■ Document passage:
== Segment start ==
20th
October 2025
Next club meeting 1st November –
A talk by Arthur Sottley
on the Davison Trafalgar Medal.
Meetings are held at the Abbey Baptist
Church, Abbey Square, commencing at 7.00 p.m.
A Note from the Treasurer
The club subscription has been held at £20
for the coming year and subscriptions are due now! Please remit as soon as
possible.
Club membership cards can be collected at
the meeting.
Graham Kirby
Sadly, we have learned that Graham has
been diagnosed with a brain tumour. One consequence of this is that he is very
unlikely to be coming to the Club meetings anymore. He is currently at home and
‘making sure his affairs are in order’. Our best wishes go to him and Glen at this time.
On talking to Graham, he was very
insistent to thank everyone for all that he has benefitted from by being a
member (since 1969!). In fact, as a stalwart member of the club, it owes him
much more than he owes the club. He has been Chairman, given numerous lectures,
short talks, displays, joined in social events over the years and has been one
of the most important dealers attending our meetings.
His presence, friendship and expertise
will be greatly missed by all club members and we will
keep the membership informed of any more news over the next months.
October 2025 Meeting
On 6th October Dr Julian Baker
of the Ashmolean Museum, University of Oxford gave a talk on the Money in
Late Byzantine and medieval Albania and Epiros. Dr Baker is the Assistant
Keeper of Medieval and Modern Coins, Heberden Coin Room at the Ashmolean Museum.
== Segment end ==
■ Try it:
Reproduce the club newsletter word for word, starting at "Graham Kirby" and ending at "attending our meetings.". The lines that come next are separate material and have no connection to the club newsletter.

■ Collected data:
== Segment start ==
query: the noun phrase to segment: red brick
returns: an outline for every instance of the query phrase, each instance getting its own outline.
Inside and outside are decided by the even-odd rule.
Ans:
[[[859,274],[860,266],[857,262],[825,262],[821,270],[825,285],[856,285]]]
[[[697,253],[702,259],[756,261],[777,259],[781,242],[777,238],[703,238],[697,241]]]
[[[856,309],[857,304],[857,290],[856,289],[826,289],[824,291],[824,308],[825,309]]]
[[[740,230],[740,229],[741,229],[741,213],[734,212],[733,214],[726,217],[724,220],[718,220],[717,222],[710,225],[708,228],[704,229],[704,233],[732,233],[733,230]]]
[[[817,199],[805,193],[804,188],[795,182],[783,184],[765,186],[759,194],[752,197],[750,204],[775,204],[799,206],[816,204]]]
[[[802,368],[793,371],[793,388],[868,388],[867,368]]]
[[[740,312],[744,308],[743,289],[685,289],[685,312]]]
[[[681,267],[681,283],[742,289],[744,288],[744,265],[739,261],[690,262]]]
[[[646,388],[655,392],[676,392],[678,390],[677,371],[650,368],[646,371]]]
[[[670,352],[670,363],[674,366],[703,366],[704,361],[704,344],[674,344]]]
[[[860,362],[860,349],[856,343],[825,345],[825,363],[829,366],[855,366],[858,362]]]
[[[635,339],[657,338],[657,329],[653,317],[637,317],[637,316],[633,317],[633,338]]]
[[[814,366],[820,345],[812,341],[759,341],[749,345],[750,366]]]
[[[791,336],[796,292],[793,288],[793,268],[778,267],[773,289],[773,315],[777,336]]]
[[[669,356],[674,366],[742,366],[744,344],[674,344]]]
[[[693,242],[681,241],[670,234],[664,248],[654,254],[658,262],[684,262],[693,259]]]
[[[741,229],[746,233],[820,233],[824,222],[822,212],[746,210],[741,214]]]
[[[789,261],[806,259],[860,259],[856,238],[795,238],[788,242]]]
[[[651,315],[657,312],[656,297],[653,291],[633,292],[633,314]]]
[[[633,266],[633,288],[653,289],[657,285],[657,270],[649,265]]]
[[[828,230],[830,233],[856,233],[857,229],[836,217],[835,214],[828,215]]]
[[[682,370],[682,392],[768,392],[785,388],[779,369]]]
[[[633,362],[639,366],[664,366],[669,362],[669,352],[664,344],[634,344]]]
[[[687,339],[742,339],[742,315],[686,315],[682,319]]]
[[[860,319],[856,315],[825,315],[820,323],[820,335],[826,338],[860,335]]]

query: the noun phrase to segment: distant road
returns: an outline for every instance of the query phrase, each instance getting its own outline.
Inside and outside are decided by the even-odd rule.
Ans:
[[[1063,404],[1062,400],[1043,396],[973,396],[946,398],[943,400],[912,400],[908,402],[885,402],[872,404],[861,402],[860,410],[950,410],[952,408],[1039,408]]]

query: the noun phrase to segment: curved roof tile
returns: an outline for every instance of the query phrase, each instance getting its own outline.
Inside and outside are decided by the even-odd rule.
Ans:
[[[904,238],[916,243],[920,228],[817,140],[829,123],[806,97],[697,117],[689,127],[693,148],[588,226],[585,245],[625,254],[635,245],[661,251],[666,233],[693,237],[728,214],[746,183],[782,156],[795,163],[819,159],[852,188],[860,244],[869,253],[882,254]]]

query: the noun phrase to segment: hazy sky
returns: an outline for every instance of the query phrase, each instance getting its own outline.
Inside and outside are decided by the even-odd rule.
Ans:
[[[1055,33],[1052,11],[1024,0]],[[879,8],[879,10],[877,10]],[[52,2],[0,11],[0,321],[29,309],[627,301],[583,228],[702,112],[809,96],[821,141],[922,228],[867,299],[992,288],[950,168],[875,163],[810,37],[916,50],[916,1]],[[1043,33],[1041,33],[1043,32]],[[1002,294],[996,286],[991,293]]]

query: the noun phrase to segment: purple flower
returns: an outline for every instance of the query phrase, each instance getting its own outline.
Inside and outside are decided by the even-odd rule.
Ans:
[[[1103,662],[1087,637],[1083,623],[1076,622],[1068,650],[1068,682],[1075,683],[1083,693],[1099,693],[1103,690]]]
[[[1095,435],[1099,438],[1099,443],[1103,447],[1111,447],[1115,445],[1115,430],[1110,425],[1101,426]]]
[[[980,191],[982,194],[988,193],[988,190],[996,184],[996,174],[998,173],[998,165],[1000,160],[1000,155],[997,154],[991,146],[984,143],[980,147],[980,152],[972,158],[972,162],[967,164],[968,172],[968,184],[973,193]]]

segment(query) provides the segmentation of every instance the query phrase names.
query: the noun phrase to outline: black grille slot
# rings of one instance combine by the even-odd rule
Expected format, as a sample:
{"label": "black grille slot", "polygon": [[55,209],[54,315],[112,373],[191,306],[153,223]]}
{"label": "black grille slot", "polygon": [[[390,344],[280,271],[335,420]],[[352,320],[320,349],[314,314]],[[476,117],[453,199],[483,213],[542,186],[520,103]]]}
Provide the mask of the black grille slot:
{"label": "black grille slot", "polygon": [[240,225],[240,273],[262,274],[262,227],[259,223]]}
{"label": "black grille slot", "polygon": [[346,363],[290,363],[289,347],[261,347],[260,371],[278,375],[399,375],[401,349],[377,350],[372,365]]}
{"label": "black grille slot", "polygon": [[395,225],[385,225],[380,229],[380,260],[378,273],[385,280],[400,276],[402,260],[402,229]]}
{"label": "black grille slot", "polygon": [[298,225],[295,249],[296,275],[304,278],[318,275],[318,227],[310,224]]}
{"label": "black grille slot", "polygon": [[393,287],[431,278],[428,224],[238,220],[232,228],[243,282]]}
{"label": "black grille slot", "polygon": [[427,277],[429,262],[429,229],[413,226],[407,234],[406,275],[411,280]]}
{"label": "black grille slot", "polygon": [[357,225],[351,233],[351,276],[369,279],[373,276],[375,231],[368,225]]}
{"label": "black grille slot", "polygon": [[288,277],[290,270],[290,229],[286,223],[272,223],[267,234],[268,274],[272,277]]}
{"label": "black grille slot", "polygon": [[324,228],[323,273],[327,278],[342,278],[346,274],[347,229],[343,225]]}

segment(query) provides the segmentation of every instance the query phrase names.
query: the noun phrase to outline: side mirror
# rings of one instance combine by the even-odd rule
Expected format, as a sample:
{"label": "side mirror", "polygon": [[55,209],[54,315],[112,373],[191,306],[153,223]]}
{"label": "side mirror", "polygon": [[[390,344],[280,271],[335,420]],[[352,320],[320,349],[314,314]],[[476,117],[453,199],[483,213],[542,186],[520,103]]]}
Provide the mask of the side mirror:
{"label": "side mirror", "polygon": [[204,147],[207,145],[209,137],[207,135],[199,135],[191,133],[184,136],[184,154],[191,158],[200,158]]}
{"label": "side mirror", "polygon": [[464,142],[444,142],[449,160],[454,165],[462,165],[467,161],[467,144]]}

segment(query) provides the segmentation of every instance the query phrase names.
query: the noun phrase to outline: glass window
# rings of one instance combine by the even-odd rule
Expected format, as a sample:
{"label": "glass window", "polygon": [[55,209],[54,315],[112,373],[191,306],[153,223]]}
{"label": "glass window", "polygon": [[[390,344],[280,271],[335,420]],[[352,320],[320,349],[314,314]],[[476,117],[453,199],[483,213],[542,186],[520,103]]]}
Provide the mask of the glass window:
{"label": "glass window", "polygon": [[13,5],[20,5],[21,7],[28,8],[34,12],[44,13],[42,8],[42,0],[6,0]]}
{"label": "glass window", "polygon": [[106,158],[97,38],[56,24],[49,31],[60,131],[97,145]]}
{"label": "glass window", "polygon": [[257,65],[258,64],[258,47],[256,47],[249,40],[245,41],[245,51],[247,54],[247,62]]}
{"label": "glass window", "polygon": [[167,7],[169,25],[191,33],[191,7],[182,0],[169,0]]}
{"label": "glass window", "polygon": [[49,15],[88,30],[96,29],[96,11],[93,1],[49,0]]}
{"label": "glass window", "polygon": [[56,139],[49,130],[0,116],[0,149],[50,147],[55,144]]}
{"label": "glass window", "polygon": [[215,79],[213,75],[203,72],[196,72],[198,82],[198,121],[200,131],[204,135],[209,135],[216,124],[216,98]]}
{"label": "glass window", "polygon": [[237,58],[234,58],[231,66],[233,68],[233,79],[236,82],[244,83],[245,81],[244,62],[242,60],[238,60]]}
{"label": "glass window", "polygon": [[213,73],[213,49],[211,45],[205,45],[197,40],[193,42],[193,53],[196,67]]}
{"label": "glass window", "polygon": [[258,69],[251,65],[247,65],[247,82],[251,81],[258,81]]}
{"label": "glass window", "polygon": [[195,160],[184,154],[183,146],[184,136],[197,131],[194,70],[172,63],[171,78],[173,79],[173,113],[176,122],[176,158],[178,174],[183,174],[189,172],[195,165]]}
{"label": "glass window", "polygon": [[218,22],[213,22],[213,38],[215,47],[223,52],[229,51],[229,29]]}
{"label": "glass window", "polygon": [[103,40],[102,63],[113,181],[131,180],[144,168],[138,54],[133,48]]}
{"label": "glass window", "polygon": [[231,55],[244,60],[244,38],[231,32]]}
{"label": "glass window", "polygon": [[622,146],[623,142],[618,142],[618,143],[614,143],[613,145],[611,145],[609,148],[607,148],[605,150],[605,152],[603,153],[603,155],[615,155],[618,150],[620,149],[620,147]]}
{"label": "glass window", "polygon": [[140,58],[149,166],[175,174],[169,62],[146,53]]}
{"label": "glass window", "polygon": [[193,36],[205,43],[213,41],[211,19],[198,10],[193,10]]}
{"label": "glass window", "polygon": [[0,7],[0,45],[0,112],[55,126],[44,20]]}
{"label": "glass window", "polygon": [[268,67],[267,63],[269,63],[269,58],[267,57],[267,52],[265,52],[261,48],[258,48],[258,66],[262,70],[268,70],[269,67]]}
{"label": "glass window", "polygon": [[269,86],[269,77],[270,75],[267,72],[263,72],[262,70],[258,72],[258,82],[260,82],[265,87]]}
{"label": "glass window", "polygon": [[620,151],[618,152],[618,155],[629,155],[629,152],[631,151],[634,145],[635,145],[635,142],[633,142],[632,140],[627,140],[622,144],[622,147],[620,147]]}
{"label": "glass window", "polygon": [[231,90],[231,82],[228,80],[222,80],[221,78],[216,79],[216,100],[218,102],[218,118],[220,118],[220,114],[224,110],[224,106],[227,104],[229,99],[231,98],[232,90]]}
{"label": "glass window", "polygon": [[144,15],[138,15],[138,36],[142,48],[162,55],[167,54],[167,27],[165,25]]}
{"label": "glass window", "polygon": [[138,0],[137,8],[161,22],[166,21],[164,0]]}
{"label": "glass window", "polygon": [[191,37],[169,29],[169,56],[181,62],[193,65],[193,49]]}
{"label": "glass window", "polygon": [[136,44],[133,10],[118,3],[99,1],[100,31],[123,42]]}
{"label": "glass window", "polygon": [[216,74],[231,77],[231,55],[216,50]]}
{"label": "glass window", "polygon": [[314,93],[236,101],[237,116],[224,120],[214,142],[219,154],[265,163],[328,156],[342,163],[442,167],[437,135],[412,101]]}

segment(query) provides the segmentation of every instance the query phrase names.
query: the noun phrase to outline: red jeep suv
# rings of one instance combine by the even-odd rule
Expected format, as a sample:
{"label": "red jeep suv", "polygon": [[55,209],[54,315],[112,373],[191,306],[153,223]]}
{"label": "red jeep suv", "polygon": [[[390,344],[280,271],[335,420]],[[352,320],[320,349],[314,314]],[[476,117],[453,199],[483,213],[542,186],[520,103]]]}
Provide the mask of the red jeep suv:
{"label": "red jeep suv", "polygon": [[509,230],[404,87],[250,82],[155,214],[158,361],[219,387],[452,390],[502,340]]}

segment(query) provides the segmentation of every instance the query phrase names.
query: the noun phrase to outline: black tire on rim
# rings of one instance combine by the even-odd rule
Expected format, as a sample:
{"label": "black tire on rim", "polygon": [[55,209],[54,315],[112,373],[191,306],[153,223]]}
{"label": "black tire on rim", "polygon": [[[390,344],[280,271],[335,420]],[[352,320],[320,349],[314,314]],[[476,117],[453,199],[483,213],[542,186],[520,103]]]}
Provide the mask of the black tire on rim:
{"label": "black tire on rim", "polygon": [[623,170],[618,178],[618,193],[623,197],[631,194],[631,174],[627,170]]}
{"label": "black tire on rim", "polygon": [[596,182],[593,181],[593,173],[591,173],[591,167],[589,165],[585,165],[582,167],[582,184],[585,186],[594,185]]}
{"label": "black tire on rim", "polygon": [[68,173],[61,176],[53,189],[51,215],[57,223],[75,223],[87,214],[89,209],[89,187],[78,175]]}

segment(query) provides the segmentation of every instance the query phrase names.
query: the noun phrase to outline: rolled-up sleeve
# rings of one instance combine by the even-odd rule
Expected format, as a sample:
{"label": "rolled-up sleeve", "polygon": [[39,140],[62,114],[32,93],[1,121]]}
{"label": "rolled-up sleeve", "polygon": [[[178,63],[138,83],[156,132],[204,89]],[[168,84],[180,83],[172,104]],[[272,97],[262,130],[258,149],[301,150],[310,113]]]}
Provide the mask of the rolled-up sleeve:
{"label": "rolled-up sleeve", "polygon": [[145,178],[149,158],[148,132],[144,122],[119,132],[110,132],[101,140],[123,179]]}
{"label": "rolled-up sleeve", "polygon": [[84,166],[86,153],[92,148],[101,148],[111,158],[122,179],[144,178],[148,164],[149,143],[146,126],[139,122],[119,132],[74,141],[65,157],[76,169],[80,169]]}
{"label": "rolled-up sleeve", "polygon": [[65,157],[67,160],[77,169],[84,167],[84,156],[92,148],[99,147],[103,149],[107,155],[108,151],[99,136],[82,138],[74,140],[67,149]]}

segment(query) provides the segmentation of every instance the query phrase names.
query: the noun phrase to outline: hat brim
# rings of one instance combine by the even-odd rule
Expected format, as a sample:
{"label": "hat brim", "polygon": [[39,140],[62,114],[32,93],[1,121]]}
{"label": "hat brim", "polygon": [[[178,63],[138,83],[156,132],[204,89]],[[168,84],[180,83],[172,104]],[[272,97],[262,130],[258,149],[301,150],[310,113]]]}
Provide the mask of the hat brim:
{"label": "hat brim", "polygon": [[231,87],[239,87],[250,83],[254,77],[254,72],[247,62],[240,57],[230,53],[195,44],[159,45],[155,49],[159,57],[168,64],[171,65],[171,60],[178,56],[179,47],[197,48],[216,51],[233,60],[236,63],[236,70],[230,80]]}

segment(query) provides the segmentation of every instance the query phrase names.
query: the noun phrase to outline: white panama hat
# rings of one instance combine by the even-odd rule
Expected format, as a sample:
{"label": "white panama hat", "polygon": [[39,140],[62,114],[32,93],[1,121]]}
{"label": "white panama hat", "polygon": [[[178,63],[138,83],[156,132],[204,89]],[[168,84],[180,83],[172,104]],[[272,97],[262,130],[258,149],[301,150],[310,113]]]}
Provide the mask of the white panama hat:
== Segment end ==
■ Output of the exercise:
Graham Kirby
Sadly, we have learned that Graham has
been diagnosed with a brain tumour. One consequence of this is that he is very
unlikely to be coming to the Club meetings anymore. He is currently at home and
‘making sure his affairs are in order’. Our best wishes go to him and Glen at this time.
On talking to Graham, he was very
insistent to thank everyone for all that he has benefitted from by being a
member (since 1969!). In fact, as a stalwart member of the club, it owes him
much more than he owes the club. He has been Chairman, given numerous lectures,
short talks, displays, joined in social events over the years and has been one
of the most important dealers attending our meetings.